(Extracted data entries)
━━━

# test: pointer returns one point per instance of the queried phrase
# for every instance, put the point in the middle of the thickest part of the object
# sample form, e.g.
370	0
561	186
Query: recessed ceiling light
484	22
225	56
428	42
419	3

━━━

Required action: Check each line above for the string "instance" and show the ones that have it.

Result of the task:
# test: pointer returns one point per instance of the queried phrase
# for every instance, put the point in the middle of the thickest part of the object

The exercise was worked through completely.